Work item = Your task is to copy the lines of the data below from the line holding "Target: metal basin" through the line holding "Target: brick stove", inclusive, exactly and with nothing added.

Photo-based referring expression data
======

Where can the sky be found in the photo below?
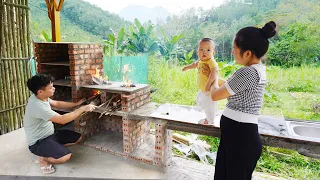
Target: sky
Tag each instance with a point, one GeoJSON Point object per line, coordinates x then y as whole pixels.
{"type": "Point", "coordinates": [173, 6]}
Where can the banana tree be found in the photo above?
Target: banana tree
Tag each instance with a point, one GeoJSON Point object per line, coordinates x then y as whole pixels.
{"type": "Point", "coordinates": [116, 43]}
{"type": "Point", "coordinates": [168, 46]}
{"type": "Point", "coordinates": [141, 38]}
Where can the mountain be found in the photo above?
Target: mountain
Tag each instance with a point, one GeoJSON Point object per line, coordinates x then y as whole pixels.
{"type": "Point", "coordinates": [80, 21]}
{"type": "Point", "coordinates": [144, 13]}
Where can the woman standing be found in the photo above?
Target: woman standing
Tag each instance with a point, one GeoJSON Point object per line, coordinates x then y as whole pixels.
{"type": "Point", "coordinates": [240, 145]}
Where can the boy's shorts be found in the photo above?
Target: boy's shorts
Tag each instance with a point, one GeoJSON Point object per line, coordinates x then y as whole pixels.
{"type": "Point", "coordinates": [52, 146]}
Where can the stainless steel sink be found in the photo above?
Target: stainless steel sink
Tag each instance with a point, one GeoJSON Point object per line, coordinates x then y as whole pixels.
{"type": "Point", "coordinates": [307, 130]}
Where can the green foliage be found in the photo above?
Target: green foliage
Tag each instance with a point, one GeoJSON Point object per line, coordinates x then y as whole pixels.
{"type": "Point", "coordinates": [299, 44]}
{"type": "Point", "coordinates": [168, 46]}
{"type": "Point", "coordinates": [141, 38]}
{"type": "Point", "coordinates": [179, 87]}
{"type": "Point", "coordinates": [188, 58]}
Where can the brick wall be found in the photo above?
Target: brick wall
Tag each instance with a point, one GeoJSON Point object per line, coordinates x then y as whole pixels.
{"type": "Point", "coordinates": [163, 144]}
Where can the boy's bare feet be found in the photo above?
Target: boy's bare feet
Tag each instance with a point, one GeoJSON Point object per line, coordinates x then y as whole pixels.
{"type": "Point", "coordinates": [45, 167]}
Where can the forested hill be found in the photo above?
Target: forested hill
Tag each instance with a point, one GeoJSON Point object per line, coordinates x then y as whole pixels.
{"type": "Point", "coordinates": [80, 21]}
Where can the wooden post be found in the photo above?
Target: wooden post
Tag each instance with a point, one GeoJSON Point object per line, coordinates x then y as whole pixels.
{"type": "Point", "coordinates": [54, 16]}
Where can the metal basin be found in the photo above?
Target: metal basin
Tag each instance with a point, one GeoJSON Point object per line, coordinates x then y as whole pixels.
{"type": "Point", "coordinates": [305, 130]}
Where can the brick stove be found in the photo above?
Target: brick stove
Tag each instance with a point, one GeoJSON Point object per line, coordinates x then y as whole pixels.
{"type": "Point", "coordinates": [72, 65]}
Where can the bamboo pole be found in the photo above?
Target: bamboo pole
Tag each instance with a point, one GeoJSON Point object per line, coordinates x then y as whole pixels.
{"type": "Point", "coordinates": [19, 88]}
{"type": "Point", "coordinates": [11, 54]}
{"type": "Point", "coordinates": [6, 46]}
{"type": "Point", "coordinates": [28, 35]}
{"type": "Point", "coordinates": [16, 89]}
{"type": "Point", "coordinates": [1, 82]}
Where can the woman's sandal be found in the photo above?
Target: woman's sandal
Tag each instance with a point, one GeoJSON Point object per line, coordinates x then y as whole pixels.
{"type": "Point", "coordinates": [47, 169]}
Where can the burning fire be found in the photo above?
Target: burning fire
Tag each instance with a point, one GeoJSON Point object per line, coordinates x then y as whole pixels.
{"type": "Point", "coordinates": [96, 92]}
{"type": "Point", "coordinates": [99, 79]}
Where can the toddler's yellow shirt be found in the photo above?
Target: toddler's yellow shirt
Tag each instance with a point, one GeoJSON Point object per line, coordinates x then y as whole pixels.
{"type": "Point", "coordinates": [204, 70]}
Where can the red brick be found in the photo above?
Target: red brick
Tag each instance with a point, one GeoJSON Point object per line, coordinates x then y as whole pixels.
{"type": "Point", "coordinates": [99, 60]}
{"type": "Point", "coordinates": [91, 71]}
{"type": "Point", "coordinates": [79, 62]}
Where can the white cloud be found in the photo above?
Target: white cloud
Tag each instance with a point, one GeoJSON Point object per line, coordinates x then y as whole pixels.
{"type": "Point", "coordinates": [173, 6]}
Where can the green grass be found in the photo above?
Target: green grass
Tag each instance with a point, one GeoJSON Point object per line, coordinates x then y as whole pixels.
{"type": "Point", "coordinates": [291, 92]}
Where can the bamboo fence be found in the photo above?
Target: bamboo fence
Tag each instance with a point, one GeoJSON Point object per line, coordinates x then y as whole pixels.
{"type": "Point", "coordinates": [15, 51]}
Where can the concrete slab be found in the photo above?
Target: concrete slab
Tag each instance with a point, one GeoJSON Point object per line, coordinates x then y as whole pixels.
{"type": "Point", "coordinates": [88, 163]}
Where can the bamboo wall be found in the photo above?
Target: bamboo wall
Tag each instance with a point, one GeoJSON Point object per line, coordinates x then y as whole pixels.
{"type": "Point", "coordinates": [14, 67]}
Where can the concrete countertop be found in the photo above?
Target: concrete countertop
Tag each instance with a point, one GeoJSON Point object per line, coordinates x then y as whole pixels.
{"type": "Point", "coordinates": [272, 129]}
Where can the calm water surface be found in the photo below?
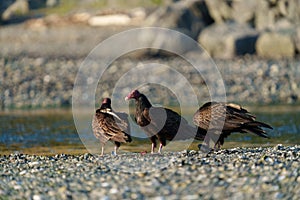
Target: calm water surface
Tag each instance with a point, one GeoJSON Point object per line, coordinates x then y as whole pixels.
{"type": "Point", "coordinates": [52, 128]}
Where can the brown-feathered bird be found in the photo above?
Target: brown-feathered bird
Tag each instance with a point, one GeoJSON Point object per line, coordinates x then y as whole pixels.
{"type": "Point", "coordinates": [160, 123]}
{"type": "Point", "coordinates": [233, 117]}
{"type": "Point", "coordinates": [110, 125]}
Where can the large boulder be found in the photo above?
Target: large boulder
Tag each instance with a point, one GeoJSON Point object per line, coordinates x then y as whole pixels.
{"type": "Point", "coordinates": [219, 10]}
{"type": "Point", "coordinates": [228, 40]}
{"type": "Point", "coordinates": [189, 17]}
{"type": "Point", "coordinates": [268, 13]}
{"type": "Point", "coordinates": [275, 45]}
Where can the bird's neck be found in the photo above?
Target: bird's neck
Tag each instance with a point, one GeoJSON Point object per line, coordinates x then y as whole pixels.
{"type": "Point", "coordinates": [142, 102]}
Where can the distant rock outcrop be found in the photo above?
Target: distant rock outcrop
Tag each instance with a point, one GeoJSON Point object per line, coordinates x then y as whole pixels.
{"type": "Point", "coordinates": [226, 29]}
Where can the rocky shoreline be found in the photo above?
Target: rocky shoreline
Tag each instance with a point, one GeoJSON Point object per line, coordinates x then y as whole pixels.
{"type": "Point", "coordinates": [43, 82]}
{"type": "Point", "coordinates": [247, 173]}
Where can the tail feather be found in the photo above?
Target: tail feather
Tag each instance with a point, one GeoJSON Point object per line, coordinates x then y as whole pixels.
{"type": "Point", "coordinates": [256, 127]}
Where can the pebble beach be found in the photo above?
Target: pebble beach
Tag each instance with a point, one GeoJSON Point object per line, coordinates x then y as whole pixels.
{"type": "Point", "coordinates": [236, 173]}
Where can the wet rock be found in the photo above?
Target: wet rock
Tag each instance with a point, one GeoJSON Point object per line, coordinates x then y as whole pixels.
{"type": "Point", "coordinates": [275, 45]}
{"type": "Point", "coordinates": [189, 17]}
{"type": "Point", "coordinates": [228, 40]}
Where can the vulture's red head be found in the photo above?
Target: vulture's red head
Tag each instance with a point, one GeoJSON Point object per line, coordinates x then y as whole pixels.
{"type": "Point", "coordinates": [134, 94]}
{"type": "Point", "coordinates": [106, 101]}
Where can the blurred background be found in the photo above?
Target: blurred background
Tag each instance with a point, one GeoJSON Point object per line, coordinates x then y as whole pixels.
{"type": "Point", "coordinates": [255, 44]}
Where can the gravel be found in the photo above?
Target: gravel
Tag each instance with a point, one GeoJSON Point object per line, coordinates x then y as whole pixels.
{"type": "Point", "coordinates": [39, 68]}
{"type": "Point", "coordinates": [238, 173]}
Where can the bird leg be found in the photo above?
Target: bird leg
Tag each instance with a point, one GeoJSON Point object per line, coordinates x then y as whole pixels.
{"type": "Point", "coordinates": [117, 145]}
{"type": "Point", "coordinates": [153, 140]}
{"type": "Point", "coordinates": [102, 150]}
{"type": "Point", "coordinates": [217, 146]}
{"type": "Point", "coordinates": [160, 147]}
{"type": "Point", "coordinates": [116, 149]}
{"type": "Point", "coordinates": [153, 147]}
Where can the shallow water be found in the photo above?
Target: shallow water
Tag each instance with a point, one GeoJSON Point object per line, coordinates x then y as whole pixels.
{"type": "Point", "coordinates": [21, 130]}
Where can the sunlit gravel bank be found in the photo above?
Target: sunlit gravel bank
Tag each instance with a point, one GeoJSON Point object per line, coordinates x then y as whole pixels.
{"type": "Point", "coordinates": [239, 173]}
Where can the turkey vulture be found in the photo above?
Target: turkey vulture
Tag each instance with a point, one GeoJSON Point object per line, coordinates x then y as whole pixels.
{"type": "Point", "coordinates": [234, 117]}
{"type": "Point", "coordinates": [160, 123]}
{"type": "Point", "coordinates": [109, 125]}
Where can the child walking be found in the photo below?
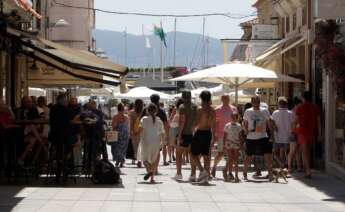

======

Task result =
Target: metal basin
Tag each instance with a point, one GeoJSON Point object per line, coordinates x then y as whole pixels.
{"type": "Point", "coordinates": [305, 130]}
Where can the brick stove be found in the photo above?
Target: brick stove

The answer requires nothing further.